Terrifier 3 (2024 / 125 minut)
scenariusz i reżyseria: Damien Leone
Tekst opublikowany w serwisie film.org.pl
Tym razem akcja toczy się w okresie świąt Bożego Narodzenia. W sekwencji otwierającej dziewczynka oczekująca przyjścia Świętego Mikołaja otrzymuje prezent, jakiego nie mogła się spodziewać. Przebrany w strój Mikołaja klaun-morderca (David Howard Thornton) wkrada się do domu z siekierą i dokonuje masakry na jej rodzinie. Mocne rozpoczęcie mające przygotować widzów na to, z jakim rodzajem kina mają do czynienia. Wkrótce powracają też inne postacie znane z poprzednich części – ofiara z jedynki Victoria Heyes (Samantha Scaffidi), pełniąca tym razem funkcję drugiego antagonisty oraz odratowane z masakry w dwójce rodzeństwo: Sienna Shaw (Lauren LaVera) i jej młodszy brat Jonathan (Elliott Fullam).
Seans omawianego filmu to przede wszystkim idealna propozycja dla miłośników horrorów opartych na wylewaniu hektolitrów krwi i wymyślaniu coraz to obrzydliwszych scen tortur. Art the Clown nie przypadkiem nosi imię, które w języku angielskim oznacza sztukę – jego morderstwa są tak zaprojektowane, by miały w sobie coś artystycznego, by można było zostawić pod nimi autorski podpis. W związku z tym śmierć wygląda jak wybawienie, ale to też tylko pozory, skoro wiadomo, że w tym świecie istnieje dziewiąty krąg Piekła – męczarnia nie ma więc końca. Jak na razie nie widać też końca serii – już wiadomo, że Terrifier 4 znajduje się w fazie przedprodukcyjnej, bo i prognozy dotyczące frekwencyjnego sukcesu trójki wyglądają obiecująco.
Niewątpliwą zaletą serii jest rozbudowa cyrku, którego gwiazdą jest klaun Art, a jego przełożonym najpewniej sam diabeł. Zwiększanie budżetu z filmu na film sprawiło, że surowość i minimalizm – tak bardzo uwielbiane przez miłośników kina klasy B i obecne w części pierwszej – musiały ustąpić miejsca wizualnej rozpuście. Ale to dążenie do czegoś większego i lepszego, co przebije poprzednika, dobrze koresponduje z postacią klauna, a więc kimś z definicji niepoważnym i skłonnym do przesady. Praca z większym budżetem ujawniła też progres w reżyserskim warsztacie Damiena Leone. Przy poprzednich częściach ogarniał efekty specjalne i makijażowe wraz z kierownikiem produkcji Philem Falcone, a w trójce otrzymał wsparcie profesjonalnych pracowni zajmujących się makijażem protetycznym. Leone mógł się lepiej przyłożyć do pracy z tekstem i aktorami, ponieważ efektami specjalnymi zajęły się dwie ekipy wyspecjalizowane w halloweenowej charakteryzacji. Pierwsza to grupa Jasona Bakera, właściciela Callosum FX Studio, gdzie głównym konsultantem jest legenda w branży Tom Savini (nawiasem mówiąc, Savini zaliczył cameo w tym filmie). W skład drugiej ekipy wchodzili m.in. Heather Albert i Ryan Keith Ward z Tinsley Studio oraz założyciel tej firmy Christien Tinsley (efekt maltretowania Jezusa w Pasji [2004] to jego dzieło).

■ Podane pozycje
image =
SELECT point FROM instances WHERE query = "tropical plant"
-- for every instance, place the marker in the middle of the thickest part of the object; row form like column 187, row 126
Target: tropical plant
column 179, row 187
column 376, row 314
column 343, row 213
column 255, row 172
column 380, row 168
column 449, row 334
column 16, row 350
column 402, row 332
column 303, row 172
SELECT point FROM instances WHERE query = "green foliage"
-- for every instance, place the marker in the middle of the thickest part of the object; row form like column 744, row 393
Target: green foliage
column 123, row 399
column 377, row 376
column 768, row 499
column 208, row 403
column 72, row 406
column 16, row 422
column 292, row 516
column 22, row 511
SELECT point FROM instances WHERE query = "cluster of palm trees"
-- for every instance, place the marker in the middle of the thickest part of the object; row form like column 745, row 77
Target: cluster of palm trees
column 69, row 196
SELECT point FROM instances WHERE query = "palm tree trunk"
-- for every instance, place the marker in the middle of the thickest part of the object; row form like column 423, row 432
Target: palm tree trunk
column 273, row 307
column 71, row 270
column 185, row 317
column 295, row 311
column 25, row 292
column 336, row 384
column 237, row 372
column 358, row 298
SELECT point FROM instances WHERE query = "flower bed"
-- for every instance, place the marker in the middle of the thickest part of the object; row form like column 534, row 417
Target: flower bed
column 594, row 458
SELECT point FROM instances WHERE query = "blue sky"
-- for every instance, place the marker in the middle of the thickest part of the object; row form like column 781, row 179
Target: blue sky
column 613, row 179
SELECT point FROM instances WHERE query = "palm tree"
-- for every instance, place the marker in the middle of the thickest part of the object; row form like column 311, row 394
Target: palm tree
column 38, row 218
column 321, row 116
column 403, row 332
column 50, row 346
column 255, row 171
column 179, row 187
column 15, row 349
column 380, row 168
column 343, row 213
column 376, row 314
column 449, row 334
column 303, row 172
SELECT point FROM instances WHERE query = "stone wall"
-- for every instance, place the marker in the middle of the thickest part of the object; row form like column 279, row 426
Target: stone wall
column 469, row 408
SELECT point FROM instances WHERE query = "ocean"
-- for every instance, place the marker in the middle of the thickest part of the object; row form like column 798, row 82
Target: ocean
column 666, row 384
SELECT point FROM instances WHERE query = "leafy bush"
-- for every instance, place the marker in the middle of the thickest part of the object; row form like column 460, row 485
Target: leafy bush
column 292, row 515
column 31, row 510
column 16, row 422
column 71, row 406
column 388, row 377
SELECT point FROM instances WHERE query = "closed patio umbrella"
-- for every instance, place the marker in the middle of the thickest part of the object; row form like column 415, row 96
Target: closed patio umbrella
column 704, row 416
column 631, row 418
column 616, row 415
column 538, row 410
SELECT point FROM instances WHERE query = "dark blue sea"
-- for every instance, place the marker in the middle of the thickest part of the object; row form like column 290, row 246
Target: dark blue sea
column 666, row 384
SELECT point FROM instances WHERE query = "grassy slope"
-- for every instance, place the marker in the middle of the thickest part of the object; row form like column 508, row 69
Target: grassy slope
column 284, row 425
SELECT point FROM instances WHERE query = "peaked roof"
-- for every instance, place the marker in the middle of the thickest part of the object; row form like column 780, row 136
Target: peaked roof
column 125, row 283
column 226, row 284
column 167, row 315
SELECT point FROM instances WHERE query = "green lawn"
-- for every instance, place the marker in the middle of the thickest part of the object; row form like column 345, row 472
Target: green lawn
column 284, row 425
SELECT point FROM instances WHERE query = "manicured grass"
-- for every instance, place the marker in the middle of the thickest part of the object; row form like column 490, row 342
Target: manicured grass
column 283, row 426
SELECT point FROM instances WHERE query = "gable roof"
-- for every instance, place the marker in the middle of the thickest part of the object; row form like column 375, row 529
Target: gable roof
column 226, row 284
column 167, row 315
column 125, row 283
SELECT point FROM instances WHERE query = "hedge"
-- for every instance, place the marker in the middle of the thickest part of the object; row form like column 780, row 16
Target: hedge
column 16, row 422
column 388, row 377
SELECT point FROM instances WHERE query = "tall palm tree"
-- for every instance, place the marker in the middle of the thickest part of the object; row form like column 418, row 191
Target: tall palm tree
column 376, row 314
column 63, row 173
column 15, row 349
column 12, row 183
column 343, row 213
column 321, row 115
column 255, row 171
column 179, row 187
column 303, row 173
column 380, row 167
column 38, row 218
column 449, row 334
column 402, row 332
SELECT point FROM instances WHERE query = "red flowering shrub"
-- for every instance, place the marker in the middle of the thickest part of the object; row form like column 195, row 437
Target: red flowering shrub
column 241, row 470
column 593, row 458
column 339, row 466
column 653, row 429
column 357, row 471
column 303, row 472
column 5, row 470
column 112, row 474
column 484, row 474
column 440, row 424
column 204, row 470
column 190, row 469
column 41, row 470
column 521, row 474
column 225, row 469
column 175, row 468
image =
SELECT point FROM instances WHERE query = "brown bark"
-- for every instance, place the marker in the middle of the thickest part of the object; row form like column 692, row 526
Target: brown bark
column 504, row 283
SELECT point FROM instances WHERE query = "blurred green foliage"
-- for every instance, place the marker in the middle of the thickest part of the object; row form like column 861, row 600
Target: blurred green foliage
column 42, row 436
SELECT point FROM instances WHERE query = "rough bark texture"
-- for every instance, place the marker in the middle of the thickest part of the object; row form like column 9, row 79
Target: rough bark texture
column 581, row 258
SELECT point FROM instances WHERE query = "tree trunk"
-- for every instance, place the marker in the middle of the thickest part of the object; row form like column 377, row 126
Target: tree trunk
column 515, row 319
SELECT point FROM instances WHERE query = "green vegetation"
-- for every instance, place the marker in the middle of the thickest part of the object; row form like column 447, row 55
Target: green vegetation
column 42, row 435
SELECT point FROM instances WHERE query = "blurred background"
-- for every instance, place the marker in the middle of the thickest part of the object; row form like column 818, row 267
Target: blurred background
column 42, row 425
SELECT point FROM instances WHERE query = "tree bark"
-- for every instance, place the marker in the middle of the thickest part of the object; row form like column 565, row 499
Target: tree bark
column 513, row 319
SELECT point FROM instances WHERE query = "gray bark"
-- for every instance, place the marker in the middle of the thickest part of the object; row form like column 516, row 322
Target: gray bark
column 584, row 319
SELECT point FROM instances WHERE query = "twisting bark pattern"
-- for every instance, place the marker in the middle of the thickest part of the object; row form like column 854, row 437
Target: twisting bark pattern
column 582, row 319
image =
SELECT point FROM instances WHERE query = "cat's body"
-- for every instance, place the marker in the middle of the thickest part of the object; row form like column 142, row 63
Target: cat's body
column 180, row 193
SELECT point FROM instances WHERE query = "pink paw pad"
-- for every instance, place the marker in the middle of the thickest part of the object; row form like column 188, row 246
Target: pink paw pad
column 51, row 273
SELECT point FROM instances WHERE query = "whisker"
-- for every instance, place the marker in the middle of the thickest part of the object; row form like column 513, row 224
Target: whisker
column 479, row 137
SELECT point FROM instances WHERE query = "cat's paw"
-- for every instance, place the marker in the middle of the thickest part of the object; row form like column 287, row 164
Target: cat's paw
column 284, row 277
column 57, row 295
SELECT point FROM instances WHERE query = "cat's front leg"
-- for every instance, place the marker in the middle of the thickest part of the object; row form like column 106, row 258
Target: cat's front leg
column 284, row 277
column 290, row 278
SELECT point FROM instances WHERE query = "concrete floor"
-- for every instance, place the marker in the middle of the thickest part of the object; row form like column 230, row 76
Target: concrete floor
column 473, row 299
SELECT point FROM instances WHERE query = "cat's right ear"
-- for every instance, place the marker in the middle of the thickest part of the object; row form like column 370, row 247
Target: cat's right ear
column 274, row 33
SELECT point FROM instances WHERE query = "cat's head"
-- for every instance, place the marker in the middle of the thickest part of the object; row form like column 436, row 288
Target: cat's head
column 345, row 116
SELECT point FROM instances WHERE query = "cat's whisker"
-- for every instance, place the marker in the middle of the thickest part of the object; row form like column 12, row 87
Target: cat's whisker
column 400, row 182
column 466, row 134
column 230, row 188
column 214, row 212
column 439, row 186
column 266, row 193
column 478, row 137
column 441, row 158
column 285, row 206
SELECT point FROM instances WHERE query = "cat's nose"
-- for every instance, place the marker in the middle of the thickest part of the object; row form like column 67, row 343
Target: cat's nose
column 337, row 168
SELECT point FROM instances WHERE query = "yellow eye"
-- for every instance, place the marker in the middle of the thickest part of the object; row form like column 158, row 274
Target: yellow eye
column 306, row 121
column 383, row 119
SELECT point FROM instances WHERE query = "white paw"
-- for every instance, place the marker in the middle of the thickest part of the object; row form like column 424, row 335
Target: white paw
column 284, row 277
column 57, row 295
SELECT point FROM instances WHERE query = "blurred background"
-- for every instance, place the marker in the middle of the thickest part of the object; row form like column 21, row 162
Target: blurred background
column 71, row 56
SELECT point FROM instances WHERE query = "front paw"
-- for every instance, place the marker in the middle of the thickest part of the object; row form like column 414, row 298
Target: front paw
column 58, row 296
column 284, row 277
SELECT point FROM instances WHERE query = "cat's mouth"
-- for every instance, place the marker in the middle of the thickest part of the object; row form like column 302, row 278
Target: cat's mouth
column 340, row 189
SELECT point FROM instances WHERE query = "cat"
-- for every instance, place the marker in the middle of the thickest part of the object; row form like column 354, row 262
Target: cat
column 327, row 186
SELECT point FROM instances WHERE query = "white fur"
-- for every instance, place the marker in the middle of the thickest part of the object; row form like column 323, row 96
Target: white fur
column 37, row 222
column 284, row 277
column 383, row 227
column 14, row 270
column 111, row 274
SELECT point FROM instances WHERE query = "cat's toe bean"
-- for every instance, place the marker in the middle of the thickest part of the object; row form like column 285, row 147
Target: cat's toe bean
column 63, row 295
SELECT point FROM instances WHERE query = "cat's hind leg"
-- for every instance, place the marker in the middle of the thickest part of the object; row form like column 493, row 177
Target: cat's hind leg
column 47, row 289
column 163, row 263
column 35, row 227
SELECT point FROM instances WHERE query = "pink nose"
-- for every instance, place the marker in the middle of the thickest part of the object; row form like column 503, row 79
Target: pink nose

■ Cel zadania
Zmień w recenzji filmu Terrifier 3 „siekierą” na „nożem” i przepisz fragment od „Terrifier 3 (2024” do „Jonathan (Elliott Fullam).” włącznie.

■ Pełna odpowiedź
Terrifier 3 (2024 / 125 minut)
scenariusz i reżyseria: Damien Leone
Tekst opublikowany w serwisie film.org.pl
Tym razem akcja toczy się w okresie świąt Bożego Narodzenia. W sekwencji otwierającej dziewczynka oczekująca przyjścia Świętego Mikołaja otrzymuje prezent, jakiego nie mogła się spodziewać. Przebrany w strój Mikołaja klaun-morderca (David Howard Thornton) wkrada się do domu z nożem i dokonuje masakry na jej rodzinie. Mocne rozpoczęcie mające przygotować widzów na to, z jakim rodzajem kina mają do czynienia. Wkrótce powracają też inne postacie znane z poprzednich części – ofiara z jedynki Victoria Heyes (Samantha Scaffidi), pełniąca tym razem funkcję drugiego antagonisty oraz odratowane z masakry w dwójce rodzeństwo: Sienna Shaw (Lauren LaVera) i jej młodszy brat Jonathan (Elliott Fullam).